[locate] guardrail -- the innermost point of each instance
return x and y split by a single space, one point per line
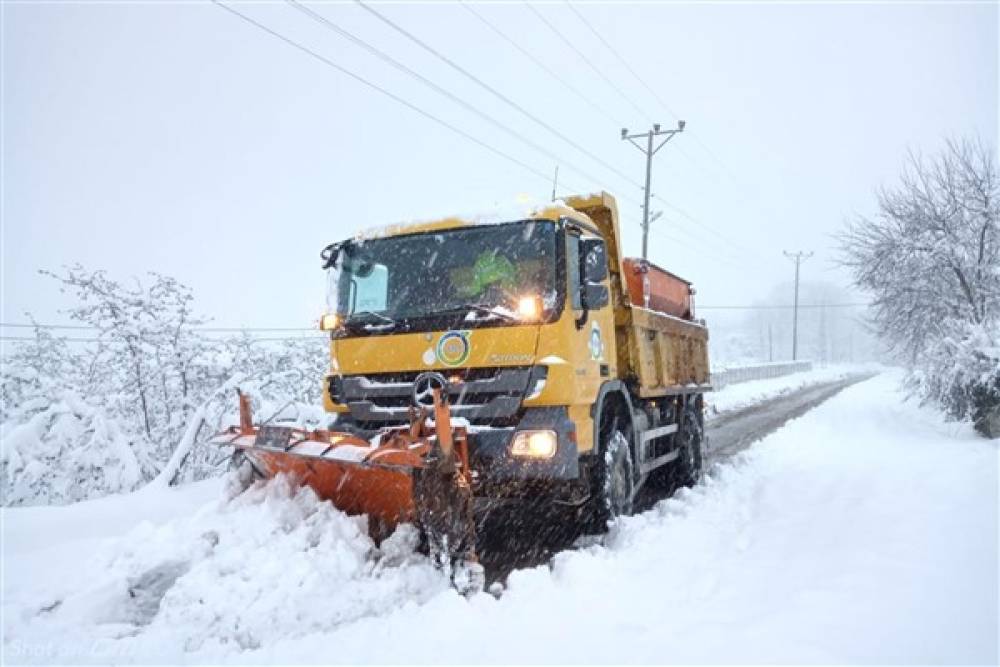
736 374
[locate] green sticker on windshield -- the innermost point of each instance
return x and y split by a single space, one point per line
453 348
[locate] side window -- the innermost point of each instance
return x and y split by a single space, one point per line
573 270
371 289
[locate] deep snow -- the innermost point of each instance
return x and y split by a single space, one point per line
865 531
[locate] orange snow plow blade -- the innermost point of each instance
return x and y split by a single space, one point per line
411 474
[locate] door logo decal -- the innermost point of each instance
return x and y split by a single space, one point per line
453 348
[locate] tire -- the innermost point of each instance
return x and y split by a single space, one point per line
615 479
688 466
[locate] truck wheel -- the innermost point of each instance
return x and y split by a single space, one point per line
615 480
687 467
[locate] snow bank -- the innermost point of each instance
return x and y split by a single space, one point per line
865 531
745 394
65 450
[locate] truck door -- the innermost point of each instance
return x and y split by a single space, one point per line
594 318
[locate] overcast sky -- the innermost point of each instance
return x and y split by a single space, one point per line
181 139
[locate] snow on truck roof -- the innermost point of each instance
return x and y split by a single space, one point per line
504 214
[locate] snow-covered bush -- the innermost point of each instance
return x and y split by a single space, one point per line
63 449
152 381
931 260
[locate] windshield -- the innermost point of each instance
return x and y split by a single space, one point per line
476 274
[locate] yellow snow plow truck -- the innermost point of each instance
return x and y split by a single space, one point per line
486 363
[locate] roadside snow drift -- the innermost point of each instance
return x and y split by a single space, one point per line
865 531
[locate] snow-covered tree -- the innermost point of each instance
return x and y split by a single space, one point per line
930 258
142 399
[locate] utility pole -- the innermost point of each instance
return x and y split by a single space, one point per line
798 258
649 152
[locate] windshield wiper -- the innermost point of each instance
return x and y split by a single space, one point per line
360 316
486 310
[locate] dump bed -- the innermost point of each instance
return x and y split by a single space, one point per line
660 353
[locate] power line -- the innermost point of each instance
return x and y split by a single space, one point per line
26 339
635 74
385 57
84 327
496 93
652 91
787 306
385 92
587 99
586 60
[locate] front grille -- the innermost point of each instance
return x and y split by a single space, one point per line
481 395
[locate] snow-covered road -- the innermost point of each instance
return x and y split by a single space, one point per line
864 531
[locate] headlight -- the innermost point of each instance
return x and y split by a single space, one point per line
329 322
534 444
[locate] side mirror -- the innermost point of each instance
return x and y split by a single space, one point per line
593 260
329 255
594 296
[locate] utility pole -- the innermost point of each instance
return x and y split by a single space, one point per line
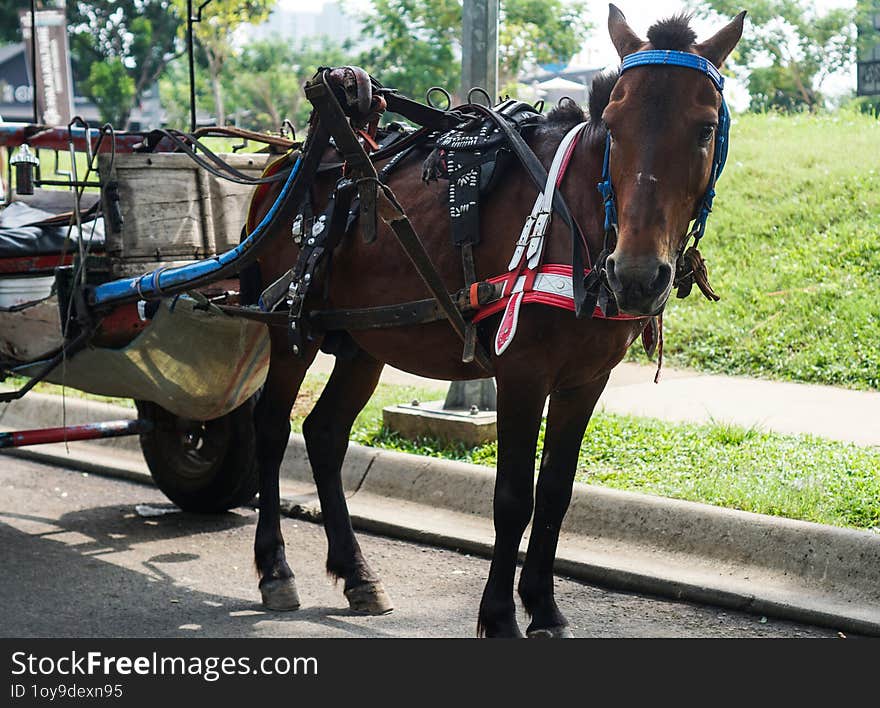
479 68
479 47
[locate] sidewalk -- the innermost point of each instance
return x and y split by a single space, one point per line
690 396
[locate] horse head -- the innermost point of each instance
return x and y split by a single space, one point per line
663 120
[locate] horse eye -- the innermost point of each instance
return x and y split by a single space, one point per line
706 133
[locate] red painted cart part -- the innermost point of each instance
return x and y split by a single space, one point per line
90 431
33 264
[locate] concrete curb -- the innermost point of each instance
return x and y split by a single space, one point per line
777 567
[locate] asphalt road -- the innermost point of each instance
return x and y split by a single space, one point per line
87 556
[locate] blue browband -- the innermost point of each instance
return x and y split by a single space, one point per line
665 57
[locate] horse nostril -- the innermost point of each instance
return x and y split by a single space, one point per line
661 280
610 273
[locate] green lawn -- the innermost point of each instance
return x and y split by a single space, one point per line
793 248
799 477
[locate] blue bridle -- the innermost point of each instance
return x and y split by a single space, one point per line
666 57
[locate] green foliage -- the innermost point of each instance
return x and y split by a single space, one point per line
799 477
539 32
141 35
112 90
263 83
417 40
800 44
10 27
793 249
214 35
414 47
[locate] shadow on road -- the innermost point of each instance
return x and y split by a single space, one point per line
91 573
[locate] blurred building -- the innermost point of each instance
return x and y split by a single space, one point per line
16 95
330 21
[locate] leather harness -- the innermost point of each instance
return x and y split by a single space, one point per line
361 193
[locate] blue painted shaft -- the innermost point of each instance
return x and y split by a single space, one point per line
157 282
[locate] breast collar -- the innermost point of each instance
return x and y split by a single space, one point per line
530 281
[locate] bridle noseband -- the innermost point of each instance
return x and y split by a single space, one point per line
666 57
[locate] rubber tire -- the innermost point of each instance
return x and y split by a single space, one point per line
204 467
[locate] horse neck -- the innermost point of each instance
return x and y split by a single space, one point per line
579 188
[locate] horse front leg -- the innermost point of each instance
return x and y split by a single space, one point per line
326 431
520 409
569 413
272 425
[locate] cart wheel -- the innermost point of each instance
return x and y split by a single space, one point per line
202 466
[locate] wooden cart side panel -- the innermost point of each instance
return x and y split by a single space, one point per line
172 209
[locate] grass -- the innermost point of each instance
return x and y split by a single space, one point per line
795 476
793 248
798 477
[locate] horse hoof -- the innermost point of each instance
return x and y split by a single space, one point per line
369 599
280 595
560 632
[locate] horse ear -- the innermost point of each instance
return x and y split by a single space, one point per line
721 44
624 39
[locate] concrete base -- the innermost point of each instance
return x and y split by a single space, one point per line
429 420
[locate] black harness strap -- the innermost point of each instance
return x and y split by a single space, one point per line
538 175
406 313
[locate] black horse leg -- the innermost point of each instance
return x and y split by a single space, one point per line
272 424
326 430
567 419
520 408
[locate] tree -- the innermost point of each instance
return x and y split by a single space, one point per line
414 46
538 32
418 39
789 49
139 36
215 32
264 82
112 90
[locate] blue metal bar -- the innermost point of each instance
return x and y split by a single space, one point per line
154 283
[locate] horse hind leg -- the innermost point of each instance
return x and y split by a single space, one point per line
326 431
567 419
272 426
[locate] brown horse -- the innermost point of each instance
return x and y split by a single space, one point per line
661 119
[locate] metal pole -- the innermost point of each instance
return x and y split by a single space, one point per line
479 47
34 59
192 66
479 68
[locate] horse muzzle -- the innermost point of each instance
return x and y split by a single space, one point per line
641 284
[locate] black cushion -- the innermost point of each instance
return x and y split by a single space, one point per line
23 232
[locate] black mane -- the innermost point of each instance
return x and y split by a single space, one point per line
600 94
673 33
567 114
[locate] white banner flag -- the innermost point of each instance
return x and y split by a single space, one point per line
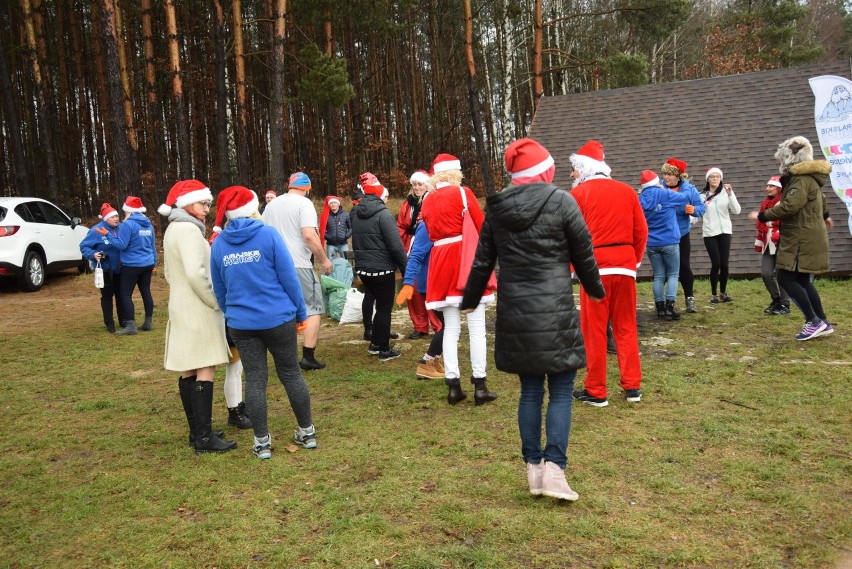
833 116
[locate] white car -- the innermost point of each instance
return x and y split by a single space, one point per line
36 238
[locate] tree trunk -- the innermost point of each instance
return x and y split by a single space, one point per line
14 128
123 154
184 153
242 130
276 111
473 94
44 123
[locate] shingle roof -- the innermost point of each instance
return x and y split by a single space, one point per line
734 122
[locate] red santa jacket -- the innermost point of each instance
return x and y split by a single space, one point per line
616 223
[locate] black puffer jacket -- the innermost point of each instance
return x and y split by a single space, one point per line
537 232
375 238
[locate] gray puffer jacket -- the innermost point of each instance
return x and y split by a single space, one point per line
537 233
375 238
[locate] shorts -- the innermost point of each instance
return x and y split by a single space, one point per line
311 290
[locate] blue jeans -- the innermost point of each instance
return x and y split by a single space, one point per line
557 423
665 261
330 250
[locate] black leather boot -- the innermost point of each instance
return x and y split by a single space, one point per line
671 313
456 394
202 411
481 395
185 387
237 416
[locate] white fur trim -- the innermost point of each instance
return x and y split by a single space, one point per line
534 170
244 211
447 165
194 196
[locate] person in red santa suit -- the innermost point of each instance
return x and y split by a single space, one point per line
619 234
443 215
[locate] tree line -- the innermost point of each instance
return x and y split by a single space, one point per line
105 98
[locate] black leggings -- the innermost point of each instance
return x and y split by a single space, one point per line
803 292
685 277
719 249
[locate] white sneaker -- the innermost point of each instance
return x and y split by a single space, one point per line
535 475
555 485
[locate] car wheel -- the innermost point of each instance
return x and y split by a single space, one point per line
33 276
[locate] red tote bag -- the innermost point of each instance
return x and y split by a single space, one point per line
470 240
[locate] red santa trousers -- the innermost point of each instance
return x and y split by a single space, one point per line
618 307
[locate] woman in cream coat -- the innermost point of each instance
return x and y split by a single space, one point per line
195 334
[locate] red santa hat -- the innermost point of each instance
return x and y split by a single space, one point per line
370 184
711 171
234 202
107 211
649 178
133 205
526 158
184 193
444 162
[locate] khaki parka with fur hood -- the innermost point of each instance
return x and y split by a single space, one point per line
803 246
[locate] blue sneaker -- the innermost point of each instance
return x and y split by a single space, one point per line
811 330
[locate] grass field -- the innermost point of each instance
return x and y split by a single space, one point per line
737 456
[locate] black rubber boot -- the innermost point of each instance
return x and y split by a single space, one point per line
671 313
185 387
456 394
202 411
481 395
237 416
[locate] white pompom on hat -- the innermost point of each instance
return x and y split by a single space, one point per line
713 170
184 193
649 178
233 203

• [WHAT IS BEING ASKED]: Beginning with the line above that contains "[locate] green sticker", copy each line exactly up to and including the line that contains "[locate] side window", and go no further.

• [EXERCISE RESPONSE]:
[locate] green sticker on windshield -- the innermost point of each instance
return x and y split by a single space, one point per line
453 348
[locate] side window -- the innermost point of each instance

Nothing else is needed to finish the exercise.